◆ Texto apresentado
- - - - -

Espiral #60: Como Berlim tem me ensinado a relaxar
Uma história sobre minha vidinha interiorana em Berlim
Oi! Segura a emoção e clica na linda trilha sonora escolhida para essa newsletter: A.R.O - Especial Gal Costa, na Veneno.
A minha mudança para Berlim me aterrou num lugar muito diferente de onde eu vim, São Paulo, uma cidade tão ansiosa quanto eu. Aliás, me aterrou, porque antes daqui eu era ar.
A ansiedade me persegue desde que eu me entendo por gente. Minhas unhas e as horas gastas no Candy Crush são testemunhas vivas dos meus momentos de angústia! Para facilitar para o meu lado, eu sempre concedo tal característica ao meu signo solar, Gêmeos.
Uma das coisas que eu amo em Berlim é o fato dela ter clima relaxado de cidade de interior, o que tem sido saudável para a minha ansiedade. Vou elencar alguns sinais que denotam a minha vida interiorana:
Esperar o semáforo abrir
Pode não ter nenhum veículo ou bicicleta à vista ou ser tarde da noite e a rua estar vazia, todavia só atravessamos a rua quando o semáforo estiver verde para pedestre. No início eu ficava tão ansiosa, que nos meus primeiros meses da minha vida por aqui eu furava o semáforo vermelho sempre que me sentia segura o suficiente para seguir em frente. E se uma primeira pessoa fura o sistema, outras seguem atrás, contudo raramente alguém quer ser a primeira a fazê-lo.
Nunca ouse furar o semáforo vermelho quando tiver crianças ao redor, porque assim daremos um mau exemplo que poderá vir acompanhado de uma bela bronca “Es ist rot! Hier sind Kinder!”. Bronca em alemão dói mais. Os mais idosos também torcem o nariz e reclamam com quem se comporta mal. Se for pego atravessando no vermelho, será cobrada uma multa de 5 euros.
Eu, hoje em dia, raramente transgrido a regra. Só o faço quando de fato estou atrasada ou com pressa, o que é cada vez mais raro por aqui. Quase não tenho mais pressa e aproveito a espera para observar as pessoas que sempre me parecem interessantes demais.

- - - - -

◆ Dados fornecidos
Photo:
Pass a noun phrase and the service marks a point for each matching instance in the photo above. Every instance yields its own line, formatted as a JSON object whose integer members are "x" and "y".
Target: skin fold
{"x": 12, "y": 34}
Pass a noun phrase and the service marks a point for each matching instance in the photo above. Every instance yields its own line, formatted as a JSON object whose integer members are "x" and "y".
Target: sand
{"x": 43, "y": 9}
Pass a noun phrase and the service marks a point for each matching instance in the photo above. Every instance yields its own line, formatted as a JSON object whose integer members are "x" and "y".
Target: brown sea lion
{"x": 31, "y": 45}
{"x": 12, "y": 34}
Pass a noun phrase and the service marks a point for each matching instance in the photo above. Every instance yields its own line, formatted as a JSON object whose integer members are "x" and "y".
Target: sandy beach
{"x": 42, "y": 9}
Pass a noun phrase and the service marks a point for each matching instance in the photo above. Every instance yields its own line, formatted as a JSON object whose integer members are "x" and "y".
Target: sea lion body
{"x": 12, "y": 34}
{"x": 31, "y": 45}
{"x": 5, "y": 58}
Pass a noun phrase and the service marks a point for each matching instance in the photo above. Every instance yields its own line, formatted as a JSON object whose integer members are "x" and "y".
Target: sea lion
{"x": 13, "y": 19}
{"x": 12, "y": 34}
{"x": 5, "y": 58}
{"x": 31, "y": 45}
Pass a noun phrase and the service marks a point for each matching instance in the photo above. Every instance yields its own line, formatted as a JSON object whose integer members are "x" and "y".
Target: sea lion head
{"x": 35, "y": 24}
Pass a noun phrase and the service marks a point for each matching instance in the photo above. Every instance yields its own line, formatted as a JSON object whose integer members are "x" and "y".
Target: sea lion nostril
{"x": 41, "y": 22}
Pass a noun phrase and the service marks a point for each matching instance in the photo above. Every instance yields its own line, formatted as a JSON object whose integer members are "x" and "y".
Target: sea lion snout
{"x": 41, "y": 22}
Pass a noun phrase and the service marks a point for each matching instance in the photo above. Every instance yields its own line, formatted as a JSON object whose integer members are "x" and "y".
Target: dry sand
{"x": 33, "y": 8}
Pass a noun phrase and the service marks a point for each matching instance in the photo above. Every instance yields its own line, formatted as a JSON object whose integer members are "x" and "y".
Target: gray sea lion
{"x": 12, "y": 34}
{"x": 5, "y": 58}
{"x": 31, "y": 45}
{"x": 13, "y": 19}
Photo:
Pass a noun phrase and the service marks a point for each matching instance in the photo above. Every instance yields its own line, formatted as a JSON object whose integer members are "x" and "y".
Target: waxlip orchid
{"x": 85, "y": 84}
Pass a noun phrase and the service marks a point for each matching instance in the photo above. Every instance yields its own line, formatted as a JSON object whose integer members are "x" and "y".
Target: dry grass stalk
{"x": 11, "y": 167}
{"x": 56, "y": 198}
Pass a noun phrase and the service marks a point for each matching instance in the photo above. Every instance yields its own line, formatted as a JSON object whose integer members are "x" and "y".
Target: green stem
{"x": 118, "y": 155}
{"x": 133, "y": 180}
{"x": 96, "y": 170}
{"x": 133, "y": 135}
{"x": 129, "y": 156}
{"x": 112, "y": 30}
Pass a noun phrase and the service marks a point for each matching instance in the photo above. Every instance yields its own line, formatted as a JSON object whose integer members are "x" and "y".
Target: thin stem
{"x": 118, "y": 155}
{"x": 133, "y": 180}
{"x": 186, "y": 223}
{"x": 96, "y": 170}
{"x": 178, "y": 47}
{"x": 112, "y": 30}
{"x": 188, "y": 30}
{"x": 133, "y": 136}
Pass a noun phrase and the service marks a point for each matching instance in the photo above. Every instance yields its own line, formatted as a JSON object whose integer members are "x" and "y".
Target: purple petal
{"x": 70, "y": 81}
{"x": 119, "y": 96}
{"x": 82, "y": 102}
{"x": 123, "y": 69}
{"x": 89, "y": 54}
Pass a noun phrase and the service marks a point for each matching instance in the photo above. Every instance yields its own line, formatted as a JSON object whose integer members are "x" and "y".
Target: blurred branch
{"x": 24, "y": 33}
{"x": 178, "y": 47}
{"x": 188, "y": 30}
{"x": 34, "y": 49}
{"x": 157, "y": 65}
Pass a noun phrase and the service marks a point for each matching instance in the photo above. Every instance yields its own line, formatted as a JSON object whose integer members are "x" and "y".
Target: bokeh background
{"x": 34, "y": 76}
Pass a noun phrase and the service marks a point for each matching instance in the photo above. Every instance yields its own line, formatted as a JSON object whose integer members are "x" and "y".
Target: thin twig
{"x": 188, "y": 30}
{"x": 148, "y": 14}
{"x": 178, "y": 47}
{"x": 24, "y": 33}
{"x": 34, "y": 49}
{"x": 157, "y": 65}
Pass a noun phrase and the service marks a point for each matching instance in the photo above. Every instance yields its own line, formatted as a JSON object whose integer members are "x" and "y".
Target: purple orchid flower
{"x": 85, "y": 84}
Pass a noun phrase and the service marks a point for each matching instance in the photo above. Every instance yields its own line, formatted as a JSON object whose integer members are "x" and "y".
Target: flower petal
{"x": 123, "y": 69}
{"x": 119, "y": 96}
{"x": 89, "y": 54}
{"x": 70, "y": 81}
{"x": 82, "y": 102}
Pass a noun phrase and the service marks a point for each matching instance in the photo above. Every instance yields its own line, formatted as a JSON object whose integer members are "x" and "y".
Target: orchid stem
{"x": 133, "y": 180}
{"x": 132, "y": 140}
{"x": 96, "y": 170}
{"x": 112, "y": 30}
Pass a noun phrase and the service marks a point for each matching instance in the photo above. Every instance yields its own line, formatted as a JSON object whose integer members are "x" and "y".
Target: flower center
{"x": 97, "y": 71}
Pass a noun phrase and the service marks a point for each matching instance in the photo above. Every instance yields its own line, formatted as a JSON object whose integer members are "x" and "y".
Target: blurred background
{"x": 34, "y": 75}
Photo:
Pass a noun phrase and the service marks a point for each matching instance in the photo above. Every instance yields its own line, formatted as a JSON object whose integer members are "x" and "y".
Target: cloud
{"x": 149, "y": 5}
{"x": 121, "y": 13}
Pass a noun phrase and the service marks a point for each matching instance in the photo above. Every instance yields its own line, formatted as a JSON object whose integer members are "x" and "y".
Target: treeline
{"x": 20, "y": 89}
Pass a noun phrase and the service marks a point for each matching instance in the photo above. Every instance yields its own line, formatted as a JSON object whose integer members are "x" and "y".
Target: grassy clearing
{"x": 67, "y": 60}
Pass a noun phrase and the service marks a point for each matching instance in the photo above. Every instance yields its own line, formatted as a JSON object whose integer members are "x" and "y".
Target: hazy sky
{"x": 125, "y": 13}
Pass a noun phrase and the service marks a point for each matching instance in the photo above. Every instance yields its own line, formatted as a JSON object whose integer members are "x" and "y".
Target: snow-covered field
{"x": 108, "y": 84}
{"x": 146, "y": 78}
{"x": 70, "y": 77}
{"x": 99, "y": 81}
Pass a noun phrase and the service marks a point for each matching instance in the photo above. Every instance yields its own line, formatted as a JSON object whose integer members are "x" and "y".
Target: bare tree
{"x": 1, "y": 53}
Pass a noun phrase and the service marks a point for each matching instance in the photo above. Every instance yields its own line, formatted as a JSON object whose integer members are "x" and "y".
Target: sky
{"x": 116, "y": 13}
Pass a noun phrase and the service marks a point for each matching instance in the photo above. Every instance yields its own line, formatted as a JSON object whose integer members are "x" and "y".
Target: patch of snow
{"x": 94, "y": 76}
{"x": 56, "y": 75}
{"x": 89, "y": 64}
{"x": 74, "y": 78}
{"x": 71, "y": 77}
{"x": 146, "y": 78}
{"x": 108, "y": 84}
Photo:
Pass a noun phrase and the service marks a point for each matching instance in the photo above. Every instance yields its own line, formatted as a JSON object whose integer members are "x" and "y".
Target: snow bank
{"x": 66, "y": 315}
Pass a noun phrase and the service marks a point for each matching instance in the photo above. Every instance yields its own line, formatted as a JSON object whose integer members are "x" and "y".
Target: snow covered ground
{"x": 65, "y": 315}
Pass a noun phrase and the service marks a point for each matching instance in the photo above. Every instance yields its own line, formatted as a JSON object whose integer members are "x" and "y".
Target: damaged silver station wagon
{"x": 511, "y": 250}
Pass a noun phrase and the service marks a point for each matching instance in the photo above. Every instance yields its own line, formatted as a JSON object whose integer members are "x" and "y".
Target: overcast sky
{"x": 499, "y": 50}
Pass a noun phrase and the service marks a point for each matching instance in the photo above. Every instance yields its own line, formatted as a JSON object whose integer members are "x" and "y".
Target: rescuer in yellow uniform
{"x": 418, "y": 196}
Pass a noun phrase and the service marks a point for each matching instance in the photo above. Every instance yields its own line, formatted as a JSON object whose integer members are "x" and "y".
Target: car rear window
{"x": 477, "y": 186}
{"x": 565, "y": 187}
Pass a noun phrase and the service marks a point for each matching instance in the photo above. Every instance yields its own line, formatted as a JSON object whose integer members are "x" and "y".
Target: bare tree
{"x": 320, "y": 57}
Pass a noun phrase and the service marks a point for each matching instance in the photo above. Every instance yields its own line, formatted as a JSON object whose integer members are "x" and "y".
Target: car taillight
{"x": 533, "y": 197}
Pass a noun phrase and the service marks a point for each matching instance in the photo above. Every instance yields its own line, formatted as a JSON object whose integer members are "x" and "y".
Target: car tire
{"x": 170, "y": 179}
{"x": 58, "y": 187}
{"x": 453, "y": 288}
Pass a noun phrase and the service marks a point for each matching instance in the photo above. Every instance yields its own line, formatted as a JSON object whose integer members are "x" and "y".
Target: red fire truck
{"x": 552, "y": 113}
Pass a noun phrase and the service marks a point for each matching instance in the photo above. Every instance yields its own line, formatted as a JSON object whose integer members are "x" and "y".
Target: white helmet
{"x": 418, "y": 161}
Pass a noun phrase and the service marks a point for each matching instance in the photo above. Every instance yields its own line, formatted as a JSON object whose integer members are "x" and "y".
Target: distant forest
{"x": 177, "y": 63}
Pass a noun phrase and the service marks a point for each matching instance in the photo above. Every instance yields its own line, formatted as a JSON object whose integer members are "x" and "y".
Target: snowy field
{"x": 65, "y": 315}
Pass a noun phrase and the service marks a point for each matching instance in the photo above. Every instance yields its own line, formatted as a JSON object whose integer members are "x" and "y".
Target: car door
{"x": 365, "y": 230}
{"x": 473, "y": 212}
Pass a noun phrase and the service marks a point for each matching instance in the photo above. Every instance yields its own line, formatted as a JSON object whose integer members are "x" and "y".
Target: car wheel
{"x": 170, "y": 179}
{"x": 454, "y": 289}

- - - - -

◆ Tarefas a realizar
a – Transcreva do texto sobre Berlim o trecho que vai de "Espiral #60: Como" até "signo solar, Gêmeos.", inclusive.
b – De acordo com o texto sobre Berlim, qual é o valor da multa cobrada de quem for pego atravessando a rua no sinal vermelho?

◆ Respostas em sequência
a –
Espiral #60: Como Berlim tem me ensinado a relaxar
Uma história sobre minha vidinha interiorana em Berlim
Oi! Segura a emoção e clica na linda trilha sonora escolhida para essa newsletter: A.R.O - Especial Gal Costa, na Veneno.
A minha mudança para Berlim me aterrou num lugar muito diferente de onde eu vim, São Paulo, uma cidade tão ansiosa quanto eu. Aliás, me aterrou, porque antes daqui eu era ar.
A ansiedade me persegue desde que eu me entendo por gente. Minhas unhas e as horas gastas no Candy Crush são testemunhas vivas dos meus momentos de angústia! Para facilitar para o meu lado, eu sempre concedo tal característica ao meu signo solar, Gêmeos.

b – 5 euros.